───── Fragmento seleccionado

No se cumple una efemérides concreta que permita escribir sobre Auschwitz; ni se conmemoran años de su liberación el 27 de enero de 1945 ni de su creación en 1940 como campo de concentración para presos políticos polacos. Auschwitz no necesita de este tipo de trucos periodísticos, es un mojón permanente en nuestra memoria, en nuestro debe como seres humanos.
Voy a escribir hoy sobre Auschwitz-Birkenau, el peor campo de exterminio nazi, más de un millón de asesinados, porque he estado en él hace unos días y sigo profundamente conmovido. Pero no fue el único centro de aniquilación. Además de Treblinka y Mauthausen, hubo cientos de campos, toda una industria de trabajo esclavo y muerte.
La visita a Auschwitz-Birkenau debería ser obligatoria porque es parte esencial de la educación. El Gobierno de Israel subvenciona viajes a sus estudiantes que acuden acompañados de policías que les protegen. No sé cómo les educan, si les hablan del precio que pagaron los que no pudieron o supieron defenderse, si lo esgrimen como justificación de la política actual de su primer ministro.
No ha sido fácil la relación de los distintos gobiernos de Israel con el Holocausto. Renunció a tener su propio edificio de exhibiciones en el campo como lo tienen otros países que tuvieron víctimas. En los primeros años de la existencia de Israel, la élite política tenía una relación compleja con la memoria de las víctimas del Holocausto porque no opusieron resistencia, se dejaron hacer. Los héroes eran los resistentes del gueto de Varsovia porque lucharon. Luego cambió: descubrieron el gran poder propagandístico y político del Holocausto.
Estas querellas y otras, la pequeña política, se diluyen en Auschwitz-Birkenau. Es un marco inabarcable. En los campos de exterminio nazis, y este es el mayor de todos, el símbolo, murieron once millones de personas, entre ellas seis millones de judíos. Los demás fueron polacos, prisioneros rusos, gitanos, testigos de Yehová, opositores al nazismo, comunistas y homosexuales. Fue una carnicería.

──────────

* Tus instrucciones
¿Puedes transcribir literalmente el tramo del texto sobre Auschwitz que va desde "Voy a escribir" hasta "su primer ministro."? Este listado procede de otra fuente.

───── Extractos del listado

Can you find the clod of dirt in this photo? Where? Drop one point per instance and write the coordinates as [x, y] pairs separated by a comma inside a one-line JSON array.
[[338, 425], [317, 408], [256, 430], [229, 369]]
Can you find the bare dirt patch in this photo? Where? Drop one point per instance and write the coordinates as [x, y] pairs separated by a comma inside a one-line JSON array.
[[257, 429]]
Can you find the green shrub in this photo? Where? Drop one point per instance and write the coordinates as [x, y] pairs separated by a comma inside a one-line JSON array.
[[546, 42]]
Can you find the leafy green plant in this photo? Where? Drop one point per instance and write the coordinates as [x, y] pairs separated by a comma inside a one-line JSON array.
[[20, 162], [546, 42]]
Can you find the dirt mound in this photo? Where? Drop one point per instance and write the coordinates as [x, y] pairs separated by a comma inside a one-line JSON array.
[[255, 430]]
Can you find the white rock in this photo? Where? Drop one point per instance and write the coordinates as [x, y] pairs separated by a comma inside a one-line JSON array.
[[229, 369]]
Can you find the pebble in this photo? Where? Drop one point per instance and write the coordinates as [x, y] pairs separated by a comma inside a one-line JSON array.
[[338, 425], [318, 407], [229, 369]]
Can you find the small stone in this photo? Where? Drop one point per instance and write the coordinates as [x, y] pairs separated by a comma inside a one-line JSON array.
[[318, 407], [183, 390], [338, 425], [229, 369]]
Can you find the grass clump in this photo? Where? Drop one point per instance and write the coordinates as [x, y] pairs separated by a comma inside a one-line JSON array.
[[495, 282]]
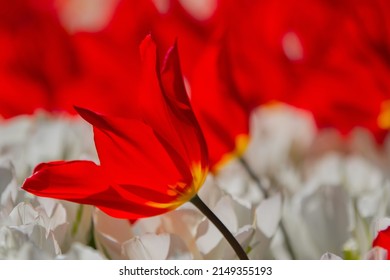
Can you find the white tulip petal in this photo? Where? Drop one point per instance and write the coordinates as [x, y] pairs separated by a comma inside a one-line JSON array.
[[268, 215]]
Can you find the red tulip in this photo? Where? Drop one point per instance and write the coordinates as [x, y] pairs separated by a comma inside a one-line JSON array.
[[150, 163], [383, 240], [35, 56], [329, 57], [220, 112]]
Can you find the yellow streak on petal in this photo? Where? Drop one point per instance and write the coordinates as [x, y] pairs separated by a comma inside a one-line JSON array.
[[183, 191], [383, 119], [241, 145]]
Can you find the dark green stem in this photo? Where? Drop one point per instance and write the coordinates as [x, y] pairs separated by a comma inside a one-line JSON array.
[[221, 227], [266, 195]]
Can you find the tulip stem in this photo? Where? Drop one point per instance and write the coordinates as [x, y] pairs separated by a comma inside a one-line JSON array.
[[221, 227]]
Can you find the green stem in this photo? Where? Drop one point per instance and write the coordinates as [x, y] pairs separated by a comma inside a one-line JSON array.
[[266, 195], [221, 227]]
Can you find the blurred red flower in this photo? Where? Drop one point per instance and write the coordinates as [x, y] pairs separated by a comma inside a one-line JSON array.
[[150, 163], [329, 57], [36, 57], [383, 240]]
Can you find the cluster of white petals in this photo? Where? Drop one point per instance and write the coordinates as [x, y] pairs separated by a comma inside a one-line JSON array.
[[296, 193]]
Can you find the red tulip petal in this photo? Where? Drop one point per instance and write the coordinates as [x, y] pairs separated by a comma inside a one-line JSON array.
[[76, 180], [131, 151], [189, 134], [84, 182]]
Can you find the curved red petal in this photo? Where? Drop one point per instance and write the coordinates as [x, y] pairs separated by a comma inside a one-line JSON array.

──────────

* Resultado del ejercicio
Voy a escribir hoy sobre Auschwitz-Birkenau, el peor campo de exterminio nazi, más de un millón de asesinados, porque he estado en él hace unos días y sigo profundamente conmovido. Pero no fue el único centro de aniquilación. Además de Treblinka y Mauthausen, hubo cientos de campos, toda una industria de trabajo esclavo y muerte.
La visita a Auschwitz-Birkenau debería ser obligatoria porque es parte esencial de la educación. El Gobierno de Israel subvenciona viajes a sus estudiantes que acuden acompañados de policías que les protegen. No sé cómo les educan, si les hablan del precio que pagaron los que no pudieron o supieron defenderse, si lo esgrimen como justificación de la política actual de su primer ministro.